CA Colmar, 1re ch. civ., 11 décembre 2001, n° 00/01807
COLMAR
Arrêt
Infirmation
PARTIES
Demandeur :
Wagner
Défendeur :
Matrangolo
COMPOSITION DE LA JURIDICTION
Avocats :
Me Caminade, Me Zimmermann
Par acte sous seing privé du 15 octobre 1998 la S.à.R.L. NAT CENTER a vendu à M. Francesco Z..., un fonds de commerce de restaurant pizzeria à SELESTAT, pour un prix de 140.000 francs payable immédiatement pour un montant de 50.000 francs, et par mensualités de 7.500 francs en ce qui concerne le solde de 90.000 francs.
Les parties ont convenu de désigner un séquestre amiable en la personne de M. Pierre Y... qui a accepté sa mission :
- de payer, en cas d'opposition sur le prix de vente, les créanciers inscrits sur le fond,
- de remettre le prix au cédant sous différentes conditions.
La convention prévoyait en outre que dans le cas où le montant des inscriptions et oppositions serait supérieur à la somme séquestrée, le séquestre pourra, sans le concours et hors la présence des parties après le paiement des taxes et impôts privilégiés, remettre à la Caisse des Dépôts et consignations ou aux mains d'un séquestre judiciaire, à la charge des inscriptions grevant le fonds vendu et des oppositions frappant le prix, et ce même avant l'expiration du délai de trois mois prévu par l'article 19 de la loi du 29 juin 1935. M. Y..., a sollicité en référé le 7 décembre 1999 la désignation d'un séquestre judiciaire en faisant valoir qu'il avait rencontré de nombreuses difficultés, dans la mesure ou de nombreuses oppositions lui avaient été notifiées et où l'acheteur n'avait pas fait face aux montants auxquels il s'était engagé, et qu'il était fondé en application de la clause ci-dessus à demander la nomination d'un séquestre judiciaire pour lui remettre les sommes qu'il détenait.

▸ **Exercices à faire**:
1. Recopiez sans changement les lignes enregistrées, depuis celle qui contient « rim, it would be much appreciated. » jusqu'à la fin de ces lignes, les deux bornes incluses.
2. Rédigez la suite de l'arrêt de Colmar sur la vente du fonds de pizzeria à partir de sa dernière phrase.

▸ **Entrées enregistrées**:
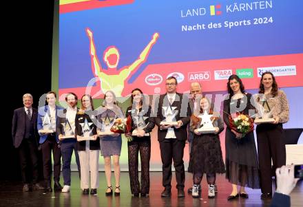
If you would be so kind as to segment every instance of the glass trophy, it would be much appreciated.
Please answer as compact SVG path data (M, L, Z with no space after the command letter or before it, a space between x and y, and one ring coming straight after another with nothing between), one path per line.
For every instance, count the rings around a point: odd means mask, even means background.
M165 119L160 122L160 125L174 125L177 126L178 122L176 121L176 116L178 113L178 111L175 111L176 107L162 107L164 109Z
M85 118L83 123L79 123L82 128L82 135L77 136L78 141L84 141L84 140L94 140L94 134L92 131L94 130L94 126L91 128L92 122L87 122L87 120Z
M136 126L136 129L135 129L132 133L132 135L134 136L138 136L138 131L144 129L149 122L147 124L145 124L145 120L148 118L147 116L143 116L142 114L143 111L141 111L138 116L134 116L133 120L134 120L134 124ZM145 133L144 134L145 136L149 135L149 133Z
M43 129L38 131L39 133L50 133L56 131L56 128L54 127L49 114L46 113L44 117L41 117Z
M70 122L67 118L65 119L65 123L61 123L63 126L63 134L62 135L62 139L75 138L74 132L72 126L74 126L74 121Z
M204 111L203 114L199 115L198 117L201 118L201 123L200 128L197 129L198 132L202 133L214 133L216 128L213 127L213 122L211 120L211 117L213 115L208 114L206 111Z
M108 113L106 114L105 118L101 118L101 131L98 131L98 135L112 135L114 133L110 131L110 129L114 126L115 123L115 118L110 118Z
M271 109L266 100L260 102L259 109L259 117L261 118L255 119L255 123L273 123L275 122L275 119L273 118L273 109Z

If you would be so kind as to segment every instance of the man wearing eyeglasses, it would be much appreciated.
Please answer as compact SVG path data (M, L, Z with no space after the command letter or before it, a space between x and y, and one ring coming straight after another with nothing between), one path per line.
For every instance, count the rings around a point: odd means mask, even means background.
M70 189L70 162L73 151L74 151L76 162L80 174L80 161L76 150L76 139L74 133L76 114L78 112L78 97L75 94L70 92L66 95L65 100L67 102L67 108L63 110L63 114L59 114L59 118L56 130L60 140L62 154L62 174L64 180L64 186L62 188L63 193L68 193ZM66 136L65 132L67 129L68 131L72 131L72 136L70 135Z
M61 152L60 150L59 139L56 134L56 123L58 122L58 112L63 108L56 105L56 94L54 91L46 94L48 105L41 107L39 110L37 127L38 130L43 129L43 124L48 118L50 120L50 129L53 132L39 133L39 144L42 151L43 162L43 176L46 184L46 190L52 192L51 173L52 173L52 151L54 160L54 190L61 191L62 186L59 183L61 170ZM46 116L46 117L45 117Z
M176 92L178 86L175 77L167 78L165 83L167 93L160 95L158 99L156 124L158 127L158 140L160 143L163 163L163 186L165 189L161 197L171 195L171 164L176 170L178 197L184 197L185 173L183 162L184 147L187 139L187 125L191 115L188 97ZM163 121L170 116L171 122L164 124Z
M23 107L14 111L12 123L12 136L14 146L17 149L20 158L23 191L44 190L39 183L38 172L38 133L36 128L38 110L32 107L32 96L25 94L23 96ZM28 168L32 166L32 178L28 175ZM4 170L4 169L3 169Z

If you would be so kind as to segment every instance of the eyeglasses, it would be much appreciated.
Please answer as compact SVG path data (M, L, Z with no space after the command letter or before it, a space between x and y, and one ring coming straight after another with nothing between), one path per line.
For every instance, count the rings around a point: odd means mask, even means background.
M174 85L176 85L176 84L174 83L165 83L165 85L167 85L167 86L174 86Z

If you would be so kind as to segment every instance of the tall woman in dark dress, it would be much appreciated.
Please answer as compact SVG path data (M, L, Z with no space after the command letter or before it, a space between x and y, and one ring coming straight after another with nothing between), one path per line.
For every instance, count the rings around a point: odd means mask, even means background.
M264 106L264 109L271 110L275 119L273 123L260 124L256 129L262 193L261 199L263 199L271 198L272 195L271 171L275 171L277 168L286 163L282 124L289 120L289 109L286 96L283 91L278 89L275 77L269 72L262 74L259 94L264 96L257 98L257 106L262 105Z
M121 109L117 105L116 95L112 91L107 91L104 94L103 107L98 112L97 119L101 125L98 126L97 131L103 131L107 127L114 122L115 120L120 118L124 118ZM100 129L99 129L100 128ZM104 157L104 168L105 171L106 182L107 188L105 195L112 195L113 188L112 186L112 166L111 157L113 158L113 165L115 177L114 195L120 195L120 154L121 153L122 139L121 134L113 133L112 135L100 135L100 146L101 155Z
M234 118L236 112L245 115L249 115L249 112L254 113L254 107L251 103L253 100L251 94L245 93L242 80L236 75L229 76L227 90L229 97L224 101L223 118L227 125L226 177L233 186L233 190L227 199L231 200L239 195L248 198L244 187L259 188L260 180L253 131L240 138L242 135L231 129L229 124L229 116ZM240 193L237 186L240 186Z
M224 123L218 113L213 111L213 106L206 98L199 101L200 111L191 116L190 130L194 133L192 149L189 162L193 172L193 190L191 195L199 197L199 185L201 183L203 174L206 173L209 184L208 197L215 197L216 173L224 173L225 167L222 157L221 145L219 133L224 129ZM197 129L201 127L201 122L206 121L197 118L204 111L213 115L210 118L216 131L214 133L201 133Z
M90 194L96 195L99 186L99 153L100 140L97 135L96 114L94 114L94 105L92 97L83 95L81 98L81 110L76 114L75 134L77 138L77 149L79 155L81 168L81 188L83 194L89 193L90 171ZM83 131L90 131L94 140L79 141L83 136Z
M130 189L134 196L145 197L149 193L149 160L151 141L149 132L155 126L154 118L151 117L152 107L145 102L142 91L134 89L132 91L132 106L126 110L126 117L132 118L132 141L127 142L128 168ZM138 179L138 153L141 160L141 184Z

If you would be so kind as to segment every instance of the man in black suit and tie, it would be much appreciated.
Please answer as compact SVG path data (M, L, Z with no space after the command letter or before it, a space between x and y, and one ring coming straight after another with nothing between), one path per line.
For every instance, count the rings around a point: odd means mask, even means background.
M36 120L38 111L32 108L32 96L25 94L23 97L24 107L14 111L12 124L12 136L14 146L18 149L21 168L23 190L30 190L30 179L27 175L28 166L31 162L32 167L33 190L43 190L38 183L38 138Z
M176 93L177 80L171 76L165 83L167 93L158 99L156 124L159 127L158 140L160 143L163 163L163 185L165 187L162 197L170 197L171 181L171 164L176 169L178 197L184 197L185 173L183 153L187 138L187 125L191 115L188 97ZM170 118L168 118L170 115ZM172 116L171 116L172 115ZM163 124L163 121L176 122L176 124Z

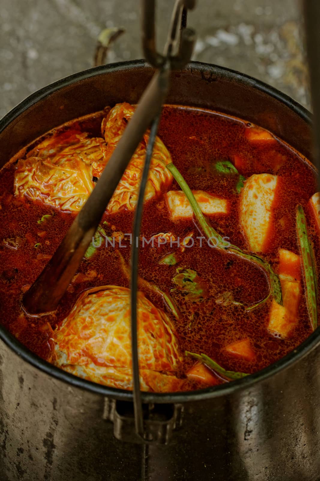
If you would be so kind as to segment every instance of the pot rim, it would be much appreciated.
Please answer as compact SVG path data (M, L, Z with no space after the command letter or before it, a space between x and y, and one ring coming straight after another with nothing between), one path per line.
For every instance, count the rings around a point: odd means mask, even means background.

▸ **Ensemble des réponses**:
1.
If you would be so kind as to segment every instance of the pot rim, it would be much appreciated.
Please answer as compact SVG path data (M, L, Z with no space after the command letter or before it, a space between x and y, and one ring coming straight after another with nothing between), one path per line.
For every instance, count the rings around a point: odd means mask, even means background.

2.
L'acheteur qui a été assigné s'est opposé à cette demande.
Par ordonnance du 18 février 2000 le juge des référés de la chambre commerciale du tribunal de grande instance de COLMAR a débouté M. Y... de sa demande.
Le juge des référés a considéré que M. Y... demandait à ce qu'il soit mis fin à sa mission de séquestre qu'il avait acceptée irrévocablement, pour des raisons de convenances personnelles totalement étrangères aux hypothèses contractuellement et limitativement prévues permettant qu'il soit déchargé de sa mission. Il a par ailleurs retenu que seuls les créanciers ou le débiteur pouvaient solliciter la nomination d'un séquestre et qu'il n'y avait pas lieu d'engager des frais supplémentaires.
M. Pierre Y... a interjeté appel de cette ordonnance le 7 avril
2000.
Dans ses dernières conclusions du 27 février 2001 il demande à la Cour d'infirmer l'ordonnance entreprise, de mettre fin à sa mission, de désigner un séquestre pour distribuer les fonds dans les conditions prévues aux articles 1281-1 et suivants du nouveau Code de procédure civile, de condamner M. Z... aux dépens des deux instances et de rejeter ses prétentions au titre de l'article 700 du nouveau Code de procédure civile.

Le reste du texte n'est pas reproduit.